#### VORLIEGENDER TEXT ####

Bei einem Rundgang werden die Magie und die Anziehungskraft des blühendenden Gartens schnell spürbar. Im Frühling und Sommer duftet, schwirrt und sirrt und blüht es überall um den Besucher herum. Auch wenn geschätzt über 1500 Besucher pro Jahr durch die lebendige Vielfalt des Gartens schlendern, wirkt der weitläufige Garten mit seinen 6,4 Hektar Fläche doch nie überfüllt. Ähnlich eines botanischen Gartens, ist der Vogelsberggarten in verschiedene Themengebiete unterteilt. Unter vielen anderen Beeten laden ein üppiger Bauerngarten, Heilkräuter- und Hochstaudenbeete, immer mit informativen Schildern versehen, zum Informieren und "Seele-baumeln-lassen" ein. Aber der Garten dient nicht nur als Touristenattraktion, sondern auch als wichtiger "Gen-Pool" und als Vogelsberger "Pflanzen-Arche".

#### EINGABEDATEN ####

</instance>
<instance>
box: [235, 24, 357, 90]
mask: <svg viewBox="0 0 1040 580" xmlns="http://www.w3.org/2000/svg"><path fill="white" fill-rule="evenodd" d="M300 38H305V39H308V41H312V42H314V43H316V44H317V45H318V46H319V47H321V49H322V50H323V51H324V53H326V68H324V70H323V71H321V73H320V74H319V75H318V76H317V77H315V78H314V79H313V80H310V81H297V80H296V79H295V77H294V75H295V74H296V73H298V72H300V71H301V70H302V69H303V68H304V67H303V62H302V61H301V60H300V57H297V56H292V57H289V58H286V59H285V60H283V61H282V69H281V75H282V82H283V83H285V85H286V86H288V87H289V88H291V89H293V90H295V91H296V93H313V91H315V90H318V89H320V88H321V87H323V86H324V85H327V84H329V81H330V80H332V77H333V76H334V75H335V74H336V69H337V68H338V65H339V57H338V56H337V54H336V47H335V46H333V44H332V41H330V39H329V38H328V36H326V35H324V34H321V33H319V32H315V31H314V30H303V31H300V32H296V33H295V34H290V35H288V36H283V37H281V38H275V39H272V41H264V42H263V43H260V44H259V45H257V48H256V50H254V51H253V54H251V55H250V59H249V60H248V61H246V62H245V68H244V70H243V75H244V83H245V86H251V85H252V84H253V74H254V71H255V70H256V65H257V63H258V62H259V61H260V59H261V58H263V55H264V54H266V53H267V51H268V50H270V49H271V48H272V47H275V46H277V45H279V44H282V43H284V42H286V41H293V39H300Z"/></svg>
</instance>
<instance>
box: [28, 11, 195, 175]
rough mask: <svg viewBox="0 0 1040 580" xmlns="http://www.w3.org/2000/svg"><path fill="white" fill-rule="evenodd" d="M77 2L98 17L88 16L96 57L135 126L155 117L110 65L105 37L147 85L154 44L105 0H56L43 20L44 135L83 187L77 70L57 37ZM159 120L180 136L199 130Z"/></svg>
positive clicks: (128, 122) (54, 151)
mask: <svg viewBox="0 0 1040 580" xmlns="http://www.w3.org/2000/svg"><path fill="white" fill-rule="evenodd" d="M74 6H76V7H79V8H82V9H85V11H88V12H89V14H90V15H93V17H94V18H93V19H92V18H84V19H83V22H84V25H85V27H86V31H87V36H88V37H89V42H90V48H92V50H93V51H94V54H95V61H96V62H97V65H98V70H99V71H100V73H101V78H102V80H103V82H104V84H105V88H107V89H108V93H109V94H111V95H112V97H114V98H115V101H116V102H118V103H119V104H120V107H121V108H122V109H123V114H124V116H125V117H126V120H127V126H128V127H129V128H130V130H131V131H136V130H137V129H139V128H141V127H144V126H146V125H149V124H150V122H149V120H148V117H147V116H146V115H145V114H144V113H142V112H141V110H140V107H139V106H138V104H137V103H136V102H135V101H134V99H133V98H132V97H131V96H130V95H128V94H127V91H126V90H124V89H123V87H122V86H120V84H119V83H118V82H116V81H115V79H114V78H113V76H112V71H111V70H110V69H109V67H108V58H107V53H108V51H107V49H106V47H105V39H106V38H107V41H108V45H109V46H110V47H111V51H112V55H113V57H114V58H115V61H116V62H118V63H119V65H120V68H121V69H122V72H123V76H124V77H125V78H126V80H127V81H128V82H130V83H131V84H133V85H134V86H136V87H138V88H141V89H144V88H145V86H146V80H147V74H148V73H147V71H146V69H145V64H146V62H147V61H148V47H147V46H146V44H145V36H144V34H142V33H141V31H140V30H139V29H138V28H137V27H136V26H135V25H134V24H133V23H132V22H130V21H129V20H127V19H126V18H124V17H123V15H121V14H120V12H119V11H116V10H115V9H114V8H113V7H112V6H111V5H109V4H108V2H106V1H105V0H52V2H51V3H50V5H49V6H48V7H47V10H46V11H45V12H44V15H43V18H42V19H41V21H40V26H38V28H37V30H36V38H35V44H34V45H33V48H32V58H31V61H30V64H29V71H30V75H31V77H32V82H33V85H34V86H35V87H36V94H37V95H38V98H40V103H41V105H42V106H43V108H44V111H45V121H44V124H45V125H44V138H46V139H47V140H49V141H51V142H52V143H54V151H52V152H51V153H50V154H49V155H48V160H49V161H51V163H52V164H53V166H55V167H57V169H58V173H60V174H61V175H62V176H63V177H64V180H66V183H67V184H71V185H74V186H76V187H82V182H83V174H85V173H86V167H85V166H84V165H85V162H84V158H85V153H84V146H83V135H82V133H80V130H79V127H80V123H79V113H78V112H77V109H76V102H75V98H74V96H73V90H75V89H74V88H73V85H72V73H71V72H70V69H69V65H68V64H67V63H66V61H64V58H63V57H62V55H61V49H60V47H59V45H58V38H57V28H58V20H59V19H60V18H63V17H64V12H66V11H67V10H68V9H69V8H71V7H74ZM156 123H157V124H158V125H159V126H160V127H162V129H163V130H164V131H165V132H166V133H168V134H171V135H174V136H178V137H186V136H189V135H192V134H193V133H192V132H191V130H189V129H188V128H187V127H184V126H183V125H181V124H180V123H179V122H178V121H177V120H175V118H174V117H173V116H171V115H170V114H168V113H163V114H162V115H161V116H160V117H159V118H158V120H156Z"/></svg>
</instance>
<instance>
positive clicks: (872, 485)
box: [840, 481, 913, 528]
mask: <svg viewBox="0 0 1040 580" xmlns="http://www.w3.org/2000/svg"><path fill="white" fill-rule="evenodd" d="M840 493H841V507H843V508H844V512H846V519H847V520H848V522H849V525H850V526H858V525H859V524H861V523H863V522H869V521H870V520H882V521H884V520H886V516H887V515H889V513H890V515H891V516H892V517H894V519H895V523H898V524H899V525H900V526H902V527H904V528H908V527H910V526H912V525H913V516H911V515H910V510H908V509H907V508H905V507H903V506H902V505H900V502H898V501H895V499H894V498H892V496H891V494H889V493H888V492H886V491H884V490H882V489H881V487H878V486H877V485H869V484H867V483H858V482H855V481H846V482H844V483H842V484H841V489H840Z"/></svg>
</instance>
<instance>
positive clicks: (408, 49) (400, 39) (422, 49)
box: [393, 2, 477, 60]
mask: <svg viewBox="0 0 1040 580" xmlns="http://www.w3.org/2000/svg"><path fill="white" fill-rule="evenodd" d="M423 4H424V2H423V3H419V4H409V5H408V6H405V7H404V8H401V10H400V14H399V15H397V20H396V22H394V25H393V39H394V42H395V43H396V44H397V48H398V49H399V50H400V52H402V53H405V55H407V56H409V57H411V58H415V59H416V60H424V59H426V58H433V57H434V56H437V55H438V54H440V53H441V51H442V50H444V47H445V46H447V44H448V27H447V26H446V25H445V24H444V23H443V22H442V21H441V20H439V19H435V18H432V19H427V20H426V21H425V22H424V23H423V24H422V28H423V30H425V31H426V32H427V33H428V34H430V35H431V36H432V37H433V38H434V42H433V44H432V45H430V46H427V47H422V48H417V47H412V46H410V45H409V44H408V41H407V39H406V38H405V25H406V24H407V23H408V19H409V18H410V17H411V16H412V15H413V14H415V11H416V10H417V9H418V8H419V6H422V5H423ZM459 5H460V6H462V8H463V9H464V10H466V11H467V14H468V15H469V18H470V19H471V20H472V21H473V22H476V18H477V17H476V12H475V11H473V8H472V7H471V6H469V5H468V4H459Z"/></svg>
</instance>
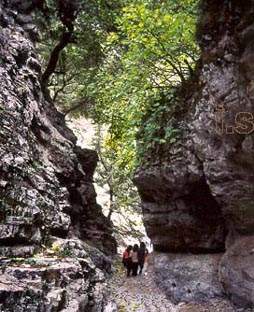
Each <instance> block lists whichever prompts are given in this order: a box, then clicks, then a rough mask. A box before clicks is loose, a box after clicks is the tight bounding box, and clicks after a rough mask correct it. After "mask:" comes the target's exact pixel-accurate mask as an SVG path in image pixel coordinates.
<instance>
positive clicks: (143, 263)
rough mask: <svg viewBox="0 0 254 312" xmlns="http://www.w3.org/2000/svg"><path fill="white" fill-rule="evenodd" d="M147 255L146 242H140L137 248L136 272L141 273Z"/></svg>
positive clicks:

####

AUFGABE:
Schreibe die Fortsetzung des Textes über den Vogelsberggarten, beginnend nach seinem letzten Satz. Die Datensätze werden hier nicht gebraucht.

ERGEBNIS:
Bei einem Rundgang anlässlich einer Spendenübergabe vor einigen Tagen hatte Golle beklagt, dass die ehemaligen Gründer des Vogelsberggartens - die Mitglieder des Zweckverbands Naturpark Vulkanregion Vogelsberg und die Stadt Ulrichstein - aus unterschiedlichen Gründen auf finanzielle Zuwendungen verzichteten. Golle mahnte eine langfristige und dauerhafte Finanzierung des Gartens an. "Von den Mitgliedsbeiträgen, privaten Spenden und nur mithilfe unserer ehrenamtlichen Paten und ab und zu des Bauhofs der Stadt Ulrichstein, kann so ein arbeitsintensives Projekt auf Dauer nicht gestemmt werden", betonte er damals und erinnerte weiter daran, dass wir "grundsätzlich nach der geltenden FFH-Richtline und laut EU-Gesetz verpflichtet sind, den Genpool unserer regionalen Verantwortungsarten zu schützen und zu bewahren."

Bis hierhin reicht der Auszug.